* TASK GOAL
Omit the images. Copy each entry word for word.

•••

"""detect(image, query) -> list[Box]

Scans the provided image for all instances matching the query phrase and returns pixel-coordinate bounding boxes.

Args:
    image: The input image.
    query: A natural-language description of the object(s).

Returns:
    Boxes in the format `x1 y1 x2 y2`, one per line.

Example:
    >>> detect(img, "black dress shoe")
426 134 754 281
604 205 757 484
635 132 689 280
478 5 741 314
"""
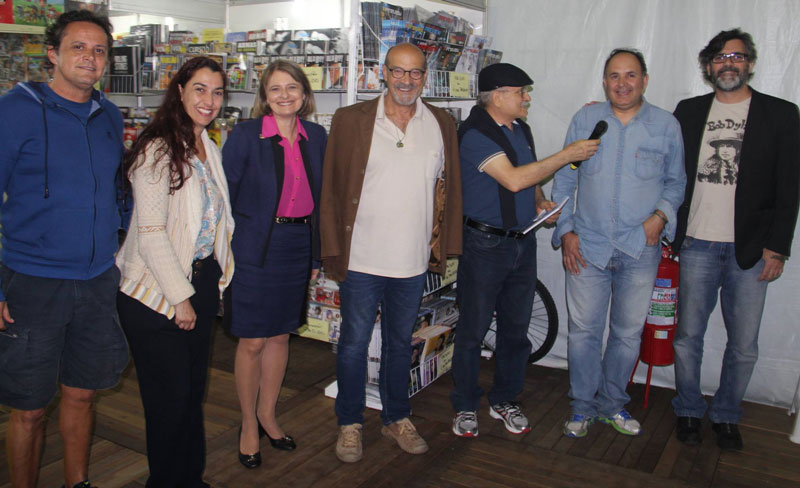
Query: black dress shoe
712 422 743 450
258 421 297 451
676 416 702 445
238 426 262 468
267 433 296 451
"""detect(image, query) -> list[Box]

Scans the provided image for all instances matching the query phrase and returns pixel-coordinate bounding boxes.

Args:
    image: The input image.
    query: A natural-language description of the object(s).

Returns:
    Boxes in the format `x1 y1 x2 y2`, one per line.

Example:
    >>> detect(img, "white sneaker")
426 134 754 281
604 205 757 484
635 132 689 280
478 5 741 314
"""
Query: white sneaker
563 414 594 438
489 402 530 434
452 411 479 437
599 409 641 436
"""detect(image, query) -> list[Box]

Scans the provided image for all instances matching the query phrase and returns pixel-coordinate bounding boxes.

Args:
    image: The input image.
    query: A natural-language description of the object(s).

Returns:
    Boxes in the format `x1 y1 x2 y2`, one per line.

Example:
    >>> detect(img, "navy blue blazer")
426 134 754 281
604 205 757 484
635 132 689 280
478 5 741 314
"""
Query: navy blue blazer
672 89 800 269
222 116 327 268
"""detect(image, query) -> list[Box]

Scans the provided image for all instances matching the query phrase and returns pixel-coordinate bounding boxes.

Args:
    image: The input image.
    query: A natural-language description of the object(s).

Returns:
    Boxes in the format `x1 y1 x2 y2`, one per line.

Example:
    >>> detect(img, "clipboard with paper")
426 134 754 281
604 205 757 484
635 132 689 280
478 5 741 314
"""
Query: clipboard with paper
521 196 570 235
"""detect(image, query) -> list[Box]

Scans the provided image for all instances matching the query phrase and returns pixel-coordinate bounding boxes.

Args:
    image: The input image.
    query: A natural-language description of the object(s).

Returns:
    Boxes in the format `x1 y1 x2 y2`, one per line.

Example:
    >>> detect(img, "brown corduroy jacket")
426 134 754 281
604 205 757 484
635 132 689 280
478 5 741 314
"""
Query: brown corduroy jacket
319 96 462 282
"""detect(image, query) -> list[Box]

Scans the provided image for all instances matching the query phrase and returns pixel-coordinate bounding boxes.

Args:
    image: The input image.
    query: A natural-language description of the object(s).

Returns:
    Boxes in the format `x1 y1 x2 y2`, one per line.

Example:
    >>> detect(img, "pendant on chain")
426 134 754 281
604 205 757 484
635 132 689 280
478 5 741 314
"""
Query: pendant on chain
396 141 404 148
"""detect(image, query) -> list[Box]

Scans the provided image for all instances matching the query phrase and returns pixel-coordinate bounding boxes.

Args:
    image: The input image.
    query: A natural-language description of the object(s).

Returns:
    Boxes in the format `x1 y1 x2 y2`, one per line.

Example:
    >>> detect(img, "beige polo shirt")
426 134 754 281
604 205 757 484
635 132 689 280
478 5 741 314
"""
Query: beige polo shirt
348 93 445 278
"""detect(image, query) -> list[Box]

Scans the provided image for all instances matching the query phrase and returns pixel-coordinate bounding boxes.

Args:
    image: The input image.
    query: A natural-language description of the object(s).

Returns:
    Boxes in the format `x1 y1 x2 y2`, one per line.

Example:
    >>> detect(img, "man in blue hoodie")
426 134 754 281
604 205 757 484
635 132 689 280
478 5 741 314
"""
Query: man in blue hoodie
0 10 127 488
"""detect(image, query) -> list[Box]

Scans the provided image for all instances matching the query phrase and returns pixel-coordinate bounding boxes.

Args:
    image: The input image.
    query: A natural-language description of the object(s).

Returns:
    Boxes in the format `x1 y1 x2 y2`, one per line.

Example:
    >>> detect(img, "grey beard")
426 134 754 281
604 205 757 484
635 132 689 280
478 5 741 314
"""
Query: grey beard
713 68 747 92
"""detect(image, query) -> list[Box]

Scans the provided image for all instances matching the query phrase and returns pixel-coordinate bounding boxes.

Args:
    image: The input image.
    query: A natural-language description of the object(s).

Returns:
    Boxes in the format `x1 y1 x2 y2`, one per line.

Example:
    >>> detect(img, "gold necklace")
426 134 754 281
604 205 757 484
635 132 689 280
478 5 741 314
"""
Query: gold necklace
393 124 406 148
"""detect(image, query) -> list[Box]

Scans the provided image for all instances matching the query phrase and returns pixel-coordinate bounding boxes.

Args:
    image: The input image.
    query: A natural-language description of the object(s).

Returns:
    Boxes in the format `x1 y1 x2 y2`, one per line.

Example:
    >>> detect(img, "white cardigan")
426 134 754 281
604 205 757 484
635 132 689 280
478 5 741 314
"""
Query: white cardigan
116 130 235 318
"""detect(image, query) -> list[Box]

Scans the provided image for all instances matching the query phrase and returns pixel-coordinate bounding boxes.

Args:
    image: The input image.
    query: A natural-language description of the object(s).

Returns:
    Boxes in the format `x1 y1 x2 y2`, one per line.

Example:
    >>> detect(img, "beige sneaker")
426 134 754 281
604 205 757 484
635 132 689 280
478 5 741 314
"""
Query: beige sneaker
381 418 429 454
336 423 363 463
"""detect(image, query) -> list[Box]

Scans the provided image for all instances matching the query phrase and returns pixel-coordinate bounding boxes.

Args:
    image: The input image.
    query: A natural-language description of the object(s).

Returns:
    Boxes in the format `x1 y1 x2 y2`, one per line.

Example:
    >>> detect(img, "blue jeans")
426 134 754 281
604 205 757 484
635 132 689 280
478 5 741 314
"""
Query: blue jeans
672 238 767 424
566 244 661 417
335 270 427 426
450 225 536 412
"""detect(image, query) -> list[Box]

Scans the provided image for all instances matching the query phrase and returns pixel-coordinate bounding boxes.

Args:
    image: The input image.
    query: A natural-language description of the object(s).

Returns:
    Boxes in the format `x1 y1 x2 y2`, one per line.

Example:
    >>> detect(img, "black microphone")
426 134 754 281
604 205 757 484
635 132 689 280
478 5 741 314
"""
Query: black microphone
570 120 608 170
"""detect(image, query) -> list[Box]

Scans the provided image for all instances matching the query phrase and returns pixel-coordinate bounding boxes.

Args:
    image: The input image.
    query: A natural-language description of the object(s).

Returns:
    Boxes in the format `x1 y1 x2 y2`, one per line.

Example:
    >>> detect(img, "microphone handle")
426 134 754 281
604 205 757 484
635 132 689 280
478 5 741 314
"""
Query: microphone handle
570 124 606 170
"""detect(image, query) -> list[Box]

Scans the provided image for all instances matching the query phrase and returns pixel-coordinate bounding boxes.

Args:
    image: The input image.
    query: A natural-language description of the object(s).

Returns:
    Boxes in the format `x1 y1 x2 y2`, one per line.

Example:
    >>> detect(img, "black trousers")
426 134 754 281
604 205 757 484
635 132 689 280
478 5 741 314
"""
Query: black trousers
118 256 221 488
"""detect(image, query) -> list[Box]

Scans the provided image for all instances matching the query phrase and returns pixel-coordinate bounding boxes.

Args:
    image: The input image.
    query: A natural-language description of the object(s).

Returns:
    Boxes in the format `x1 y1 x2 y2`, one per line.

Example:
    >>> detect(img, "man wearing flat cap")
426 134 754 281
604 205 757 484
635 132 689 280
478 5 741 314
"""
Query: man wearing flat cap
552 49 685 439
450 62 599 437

•••

* PROBLEM SOLUTION
"""detect(image, query) -> list[Box]

Scans the provided image for all instances matching the query phrase and returns pixel-coordinate bounding boxes.

Args:
    image: The input image.
    query: A natural-language description of the object(s).

Returns:
    Boxes in the format `x1 y1 x2 y2`, one per line.

Example:
    >>> detect(img, "black dress shoe")
426 134 754 281
604 205 757 484
635 132 689 280
478 5 741 314
"""
Query: black dress shoe
712 422 743 450
258 421 297 451
676 416 702 445
238 426 262 468
267 433 296 451
"""detect(image, query) -> list[Box]

Scans the provided image for all instances matching the query phrase and returns pixel-coordinate bounding boxes.

Args:
    image: The input image.
    query: A natural-language description of the object(s).

Returns:
    Boxes in the format `x1 y1 x2 y2`, one per line.

Example:
    >>> detect(img, "white sneaker")
426 134 754 281
604 205 757 484
635 132 689 280
478 5 741 314
"""
Query: white sneaker
563 414 594 438
489 402 530 434
452 411 479 437
599 409 641 436
"""detect(image, query) -> list[Box]

Scans the provided image for all instances matching the query phrase and returns pixel-coordinate bounding boxes.

Args:
    image: The input image.
    query: A natural-language description of the object(s).

Returns:
    Boxes in the format `x1 y1 x2 y2`, one per line.

Example:
    >>> detect(img, "navy blue blazer")
426 134 754 281
604 205 757 484
635 132 689 280
478 5 741 314
"""
Query: navy blue blazer
672 89 800 269
222 116 327 268
"""detect(image, query) -> list[Box]

Scans the provided image for all instances matching the query phrase and returns pixel-coordinate bounding boxes.

Args:
    image: The input image.
    query: A natural-language description of the object(s).

Returns:
    Boxes in the format `x1 y1 x2 y2`, one per line.

Example:
    >>> detect(img, "clipboard with paper")
426 134 754 281
604 205 757 484
635 132 689 280
478 5 741 314
"""
Query: clipboard with paper
521 196 570 235
"""detect(image, query) -> list[Box]

Scans the provided image for all instances matching the query phrase and returns pixel-coordinate bounding boxes.

Args:
    image: The input image.
    query: A natural-language description of the object(s).

Returns:
    Boxes in the format `x1 y1 x2 y2`, one per line.

Example:
    >>> detect(img, "brown corduroy jacket")
426 134 754 281
604 205 757 484
635 132 689 280
478 5 741 314
"""
Query: brown corduroy jacket
319 96 462 282
"""detect(image, query) -> list[Box]

Scans the provided image for all instances matching the query phrase and returns pixel-coordinate bounding boxes.

Args:
    image: The input image.
    query: A natural-language description of the object(s).

Returns:
    Boxes in the format `x1 y1 x2 y2`, one per line.

Example:
    >>> detect(img, "pendant on chain")
426 134 754 281
604 205 757 484
635 132 689 280
478 5 741 314
"""
Query: pendant on chain
396 141 404 148
"""detect(image, query) -> list[Box]

Scans the provided image for all instances matching the query phrase and returns pixel-coordinate bounding boxes.

Args:
    image: The input image.
    query: A natural-language description of the object(s).

Returns:
    Boxes in the format `x1 y1 x2 y2`, one per line.

Example:
    >>> detect(img, "beige polo shirt")
426 134 754 281
604 205 757 484
635 132 689 280
478 5 741 314
"""
Query: beige polo shirt
348 93 445 278
"""detect(image, query) -> list[Box]

Scans the provided image for all instances matching the query phrase and returns pixel-coordinate bounding boxes.

Args:
    image: The input image.
    query: A natural-language description of the object(s).

Returns:
    Boxes in the format `x1 y1 x2 y2`, one per line.

Example:
    >>> detect(img, "man in blue hoodie")
426 134 754 281
604 205 757 484
635 132 689 280
478 5 741 314
"""
Query: man in blue hoodie
0 10 127 488
"""detect(image, query) -> list[Box]

Scans the provided image for all instances matching the query phrase and returns pixel-coordinate bounding boxes.

Args:
    image: The input image.
    query: A natural-language description of the object(s).

Returns:
    Boxes in the format `x1 y1 x2 y2`, one per line.

Example:
    >>> detect(img, "grey beard")
426 134 754 281
604 205 757 484
635 132 689 280
478 5 741 314
"""
Query: grey beard
713 68 747 92
"""detect(image, query) -> list[Box]

Scans the provided image for all instances matching the query phrase and returns pixel-coordinate bounding boxes.

Args:
    image: The input image.
    query: A natural-language description of the object(s).

Returns:
    Boxes in the format `x1 y1 x2 y2`, one per line.

Example:
    >>> detect(img, "gold necklace")
426 134 754 281
604 205 757 484
635 132 689 280
478 5 741 314
"""
Query: gold necklace
393 124 406 148
"""detect(image, query) -> list[Box]

Scans the provided image for all instances matching the query phrase and returns pixel-coordinate bounding boxes.

Args:
    image: The input image.
    query: A natural-language description of the object(s).

Returns:
    Boxes in the format `x1 y1 x2 y2`, one per line.

Example:
    >>> detect(img, "white cardigan")
426 134 754 281
604 205 757 484
635 132 689 280
478 5 741 314
"""
Query: white cardigan
116 130 235 318
"""detect(image, query) -> list[Box]

Scans the provided image for all instances matching the query phrase and returns pixel-coordinate bounding boxes.

Args:
    image: The input image.
    query: A natural-language description of the object(s).

Returns:
    Boxes in the format `x1 y1 x2 y2`, one per line.

Example:
    >>> detect(img, "beige sneaker")
426 134 754 281
604 205 757 484
635 132 689 280
478 5 741 314
"""
Query: beige sneaker
381 418 429 454
336 423 363 463
"""detect(image, query) -> list[Box]

Scans the provided image for all instances matching the query phrase and returns pixel-coordinate bounding boxes.

Args:
    image: The input image.
    query: A natural-language description of the object(s).

Returns:
    Boxes in the format `x1 y1 x2 y2`, one per line.

Example:
    >>> detect(img, "blue jeans")
426 134 754 281
604 205 757 484
635 132 689 280
478 5 741 314
"""
Query: blue jeans
672 238 767 424
566 244 661 417
335 270 427 426
450 225 536 412
"""detect(image, query) -> list[Box]

Scans the provided image for all instances matching the query phrase and returns pixel-coordinate bounding boxes.

Args:
    image: The input image.
    query: A natural-language description of the object(s).

Returns:
    Boxes in the format `x1 y1 x2 y2`, one per line.

Example:
    >>> detect(img, "black microphone")
426 134 754 281
604 205 757 484
635 132 689 280
478 5 741 314
"""
Query: black microphone
570 120 608 170
"""detect(image, query) -> list[Box]

Scans the provided image for all instances matching the query phrase and returns pixel-coordinate bounding boxes.

Args:
    image: The input image.
    query: A natural-language description of the object(s).

Returns:
    Boxes in the format `x1 y1 x2 y2`, one per line.

Example:
    >>> detect(img, "microphone handle")
426 134 754 281
604 205 757 484
635 132 689 280
478 5 741 314
"""
Query: microphone handle
570 124 606 170
"""detect(image, query) -> list[Box]

Scans the provided image for all instances matching the query phrase and returns pixel-coordinate bounding boxes.

Args:
    image: The input image.
    query: A natural-language description of the object(s).

Returns:
    Boxes in the format `x1 y1 x2 y2`, one per line.

Example:
    >>> detect(img, "black trousers")
426 134 754 281
604 205 757 484
635 132 689 280
478 5 741 314
"""
Query: black trousers
118 256 221 488
"""detect(image, query) -> list[Box]

Scans the provided image for all instances matching the query phrase and returns pixel-coordinate bounding boxes.

Args:
    image: The input image.
    query: A natural-language description of the object(s).

Returns:
    Boxes in the format `x1 y1 x2 y2`, one per line.

Example:
    >>> detect(img, "man wearing flat cap")
426 134 754 281
604 205 757 484
635 132 689 280
478 5 741 314
"""
Query: man wearing flat cap
552 49 685 439
450 62 599 437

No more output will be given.